/---
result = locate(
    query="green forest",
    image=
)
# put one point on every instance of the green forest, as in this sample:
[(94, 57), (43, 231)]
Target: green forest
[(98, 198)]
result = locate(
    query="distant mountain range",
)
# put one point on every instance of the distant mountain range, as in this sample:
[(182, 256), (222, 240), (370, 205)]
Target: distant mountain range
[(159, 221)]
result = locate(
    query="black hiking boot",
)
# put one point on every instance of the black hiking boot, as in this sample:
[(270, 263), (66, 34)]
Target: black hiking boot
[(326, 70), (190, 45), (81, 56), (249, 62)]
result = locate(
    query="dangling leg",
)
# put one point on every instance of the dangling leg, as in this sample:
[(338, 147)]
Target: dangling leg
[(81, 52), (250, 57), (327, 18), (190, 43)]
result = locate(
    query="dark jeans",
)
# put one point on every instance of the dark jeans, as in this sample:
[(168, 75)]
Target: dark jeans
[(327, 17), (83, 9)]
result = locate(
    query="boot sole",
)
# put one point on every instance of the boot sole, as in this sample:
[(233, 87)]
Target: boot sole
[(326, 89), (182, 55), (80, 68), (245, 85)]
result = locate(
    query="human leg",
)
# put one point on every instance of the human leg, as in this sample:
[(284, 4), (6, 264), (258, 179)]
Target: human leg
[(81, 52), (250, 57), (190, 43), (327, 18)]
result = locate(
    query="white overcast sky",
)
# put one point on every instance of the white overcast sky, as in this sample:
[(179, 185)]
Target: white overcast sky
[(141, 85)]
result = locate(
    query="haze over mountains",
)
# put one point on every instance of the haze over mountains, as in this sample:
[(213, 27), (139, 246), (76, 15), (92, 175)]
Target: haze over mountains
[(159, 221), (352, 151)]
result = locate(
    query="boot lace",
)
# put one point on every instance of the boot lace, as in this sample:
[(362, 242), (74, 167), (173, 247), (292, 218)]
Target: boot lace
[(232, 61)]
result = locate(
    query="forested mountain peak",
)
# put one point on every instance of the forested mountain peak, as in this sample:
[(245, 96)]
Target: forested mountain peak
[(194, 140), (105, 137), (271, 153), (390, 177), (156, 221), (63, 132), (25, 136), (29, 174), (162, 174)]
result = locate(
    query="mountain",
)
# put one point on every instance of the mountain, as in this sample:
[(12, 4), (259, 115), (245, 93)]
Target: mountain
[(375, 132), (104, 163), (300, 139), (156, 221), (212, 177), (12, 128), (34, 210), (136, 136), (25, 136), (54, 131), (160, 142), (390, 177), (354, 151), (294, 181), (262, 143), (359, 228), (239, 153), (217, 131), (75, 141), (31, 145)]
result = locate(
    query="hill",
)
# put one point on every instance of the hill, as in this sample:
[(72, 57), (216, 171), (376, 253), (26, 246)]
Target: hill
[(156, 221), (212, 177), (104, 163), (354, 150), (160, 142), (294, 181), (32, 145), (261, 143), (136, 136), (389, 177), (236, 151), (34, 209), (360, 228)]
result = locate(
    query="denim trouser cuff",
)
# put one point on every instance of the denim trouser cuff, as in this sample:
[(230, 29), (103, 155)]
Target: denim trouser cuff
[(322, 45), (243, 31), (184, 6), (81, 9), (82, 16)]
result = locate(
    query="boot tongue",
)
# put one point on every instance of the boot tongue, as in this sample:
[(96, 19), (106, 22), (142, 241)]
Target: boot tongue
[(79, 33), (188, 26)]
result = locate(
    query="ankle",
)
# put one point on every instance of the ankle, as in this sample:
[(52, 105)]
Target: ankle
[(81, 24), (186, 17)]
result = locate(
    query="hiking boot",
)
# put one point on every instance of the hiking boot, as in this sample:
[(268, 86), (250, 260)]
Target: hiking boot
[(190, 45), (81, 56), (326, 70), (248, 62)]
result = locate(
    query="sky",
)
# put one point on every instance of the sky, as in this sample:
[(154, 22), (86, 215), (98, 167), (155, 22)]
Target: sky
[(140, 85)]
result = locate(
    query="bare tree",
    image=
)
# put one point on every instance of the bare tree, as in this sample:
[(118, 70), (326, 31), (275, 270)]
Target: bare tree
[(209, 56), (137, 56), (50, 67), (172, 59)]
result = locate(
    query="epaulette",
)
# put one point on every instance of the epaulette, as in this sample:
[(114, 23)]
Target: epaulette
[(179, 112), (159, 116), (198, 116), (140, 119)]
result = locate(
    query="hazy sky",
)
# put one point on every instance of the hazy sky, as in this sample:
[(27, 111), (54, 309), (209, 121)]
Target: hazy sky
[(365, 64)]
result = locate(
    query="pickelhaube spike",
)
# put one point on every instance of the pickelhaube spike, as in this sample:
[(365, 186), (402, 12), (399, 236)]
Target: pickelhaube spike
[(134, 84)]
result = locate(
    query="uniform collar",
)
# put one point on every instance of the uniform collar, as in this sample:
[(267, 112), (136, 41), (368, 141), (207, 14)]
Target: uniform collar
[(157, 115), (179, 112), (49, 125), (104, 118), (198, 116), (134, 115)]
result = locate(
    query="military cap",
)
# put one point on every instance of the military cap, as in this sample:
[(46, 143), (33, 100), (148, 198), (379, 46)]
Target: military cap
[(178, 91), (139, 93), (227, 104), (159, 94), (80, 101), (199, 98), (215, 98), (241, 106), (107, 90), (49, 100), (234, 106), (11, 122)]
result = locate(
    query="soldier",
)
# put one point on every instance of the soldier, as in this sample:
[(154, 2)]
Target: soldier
\---
WHAT YOU HAVE TO DO -> Can you render all of the lines above as a numbered list, leaving out any blank lines?

RESPONSE TO THIS TASK ->
1. result = locate(
2.     query="green forest",
3.     image=
4. )
5. # put one point on every instance of the green forest, as in this sample:
6. [(94, 57), (43, 231)]
7. Target: green forest
8. [(98, 198)]
9. result = locate(
10.     query="distant mountain range",
11. )
12. # put one point on every instance of the distant mountain range, as in this sample:
13. [(182, 256), (222, 240), (370, 205)]
14. Target: distant mountain range
15. [(159, 221)]
16. result = locate(
17.     query="black hiking boot",
18. )
19. # put one point on every instance of the black hiking boot, as in this sample:
20. [(270, 263), (66, 34)]
21. Target: black hiking boot
22. [(326, 70), (190, 45), (81, 56), (249, 62)]
23. result = locate(
24.     query="dangling leg",
25. )
26. # put one point on every instance of the dangling leg, as in this sample:
27. [(338, 147)]
28. Target: dangling leg
29. [(81, 52), (250, 57), (327, 18), (190, 43)]
30. result = locate(
31.     query="dark jeans",
32. )
33. # put one point on every instance of the dark jeans, as in this sample:
34. [(168, 75)]
35. Target: dark jeans
36. [(327, 17), (83, 9)]
37. result = locate(
38.     query="boot sole",
39. )
40. # put one point on every instance of the boot sole, as in this sample:
41. [(233, 87)]
42. Target: boot sole
43. [(326, 89), (182, 55), (80, 68), (245, 85)]
44. result = locate(
45.     query="human leg",
46. )
47. # put one point on every instance of the human leg, as in this sample:
48. [(284, 4), (6, 264), (258, 179)]
49. Target: human leg
50. [(81, 52), (250, 57), (190, 43), (327, 18)]
51. result = locate(
52.     query="white overcast sky",
53. )
54. # put one point on every instance of the white overcast sky, as in this sample:
55. [(179, 185)]
56. Target: white overcast sky
57. [(141, 85)]
58. result = locate(
59.     query="haze over mountains",
60. )
61. # put one point on every instance of the haze over mountains, as in this sample:
62. [(213, 27), (139, 246), (76, 15), (92, 175)]
63. Target: haze over mountains
64. [(159, 221), (352, 151)]
65. result = locate(
66.     query="boot lace",
67. )
68. # put one point on every instance of the boot lace, as in this sample:
69. [(362, 242), (74, 167), (173, 247), (292, 218)]
70. Target: boot lace
71. [(232, 61)]
72. result = locate(
73.     query="forested mountain peak",
74. )
75. # put one point on every instance of the forested mountain peak, as in this sample:
76. [(245, 96)]
77. Target: forested mountain peak
78. [(194, 140), (105, 137), (271, 153), (390, 177), (156, 221), (63, 132), (25, 136), (29, 174), (162, 174)]
79. result = locate(
80.     query="mountain",
81. )
82. # put one point on every instance of the mountain, as in this sample:
83. [(12, 4), (259, 115), (245, 93)]
84. Target: mountain
85. [(375, 132), (104, 163), (300, 139), (156, 221), (212, 177), (12, 128), (34, 210), (136, 136), (25, 136), (54, 131), (160, 142), (390, 177), (354, 151), (294, 181), (262, 143), (359, 228), (239, 153), (217, 131), (75, 141), (31, 145)]
86. result = locate(
87.     query="hill",
88. )
89. # put one point on every instance of the hill, as in this sample:
90. [(72, 57), (216, 171), (376, 253), (26, 246)]
91. Target: hill
92. [(156, 221), (212, 177), (104, 163), (354, 150), (160, 142), (294, 181), (32, 145), (261, 143), (136, 136), (389, 177), (236, 151), (34, 209), (360, 228)]
93. result = locate(
94.     query="denim trouser cuff",
95. )
96. # put one point on every instance of the denim trouser cuff, as in this sample:
97. [(230, 29), (103, 155)]
98. Target: denim trouser cuff
99. [(322, 45), (243, 31), (184, 6), (81, 9), (82, 16)]
100. result = locate(
101.     query="boot tongue",
102. )
103. # put one point on every instance of the boot tongue, as in this sample:
104. [(96, 19), (106, 22), (142, 241)]
105. Target: boot tongue
106. [(79, 33), (188, 26)]
107. result = locate(
108.     query="ankle",
109. )
110. # put one point on every instance of the ankle, as in this sample:
111. [(52, 105)]
112. Target: ankle
113. [(81, 24), (186, 17)]
114. result = locate(
115.     query="hiking boot",
116. )
117. # put one point on every instance of the hiking boot, as in this sample:
118. [(268, 86), (250, 260)]
119. Target: hiking boot
120. [(190, 45), (81, 56), (326, 70), (248, 62)]
121. result = locate(
122.     query="sky",
123. )
124. # put one point on every instance of the sky, as in this sample:
125. [(154, 22), (86, 215), (98, 167), (155, 22)]
126. Target: sky
127. [(140, 85)]
128. result = locate(
129.     query="bare tree",
130.     image=
131. )
132. # put one point on every instance of the bare tree, as in this sample:
133. [(118, 70), (326, 31), (275, 270)]
134. Target: bare tree
135. [(209, 56), (137, 56), (50, 67), (172, 59)]
136. result = locate(
137.     query="epaulette",
138. )
139. # put one point on every instance of the epaulette, as in this sample:
140. [(114, 23)]
141. Target: epaulette
142. [(179, 112), (159, 116), (198, 116), (140, 119)]
143. result = locate(
144.     query="hazy sky",
145. )
146. # put one point on every instance of the hazy sky, as in this sample:
147. [(27, 111), (54, 309), (209, 121)]
148. Target: hazy sky
149. [(365, 64)]
150. result = locate(
151.     query="pickelhaube spike",
152. )
153. # put one point on every instance of the pickelhaube spike, as in this sample:
154. [(365, 186), (402, 12), (399, 236)]
155. Target: pickelhaube spike
156. [(134, 84)]
157. result = locate(
158.     query="uniform collar",
159. )
160. # put one point on every instance of the uniform collar, as in this sample:
161. [(267, 112), (136, 41), (368, 141), (207, 14)]
162. Target: uniform collar
163. [(157, 115), (179, 112), (49, 125), (104, 118), (198, 116), (134, 115)]
164. result = locate(
165.     query="military cap",
166. )
167. # put one point on every instance of the military cap, as in this sample:
168. [(46, 143), (33, 100), (148, 198), (379, 46)]
169. Target: military cap
170. [(178, 91), (139, 93), (227, 104), (159, 94), (80, 101), (199, 98), (215, 98), (241, 106), (107, 90), (49, 100), (234, 106), (11, 122)]
171. result = locate(
172.     query="soldier",
173. )
174. # put one point on every instance of the soldier, as in this sample:
175. [(154, 2)]
176. Target: soldier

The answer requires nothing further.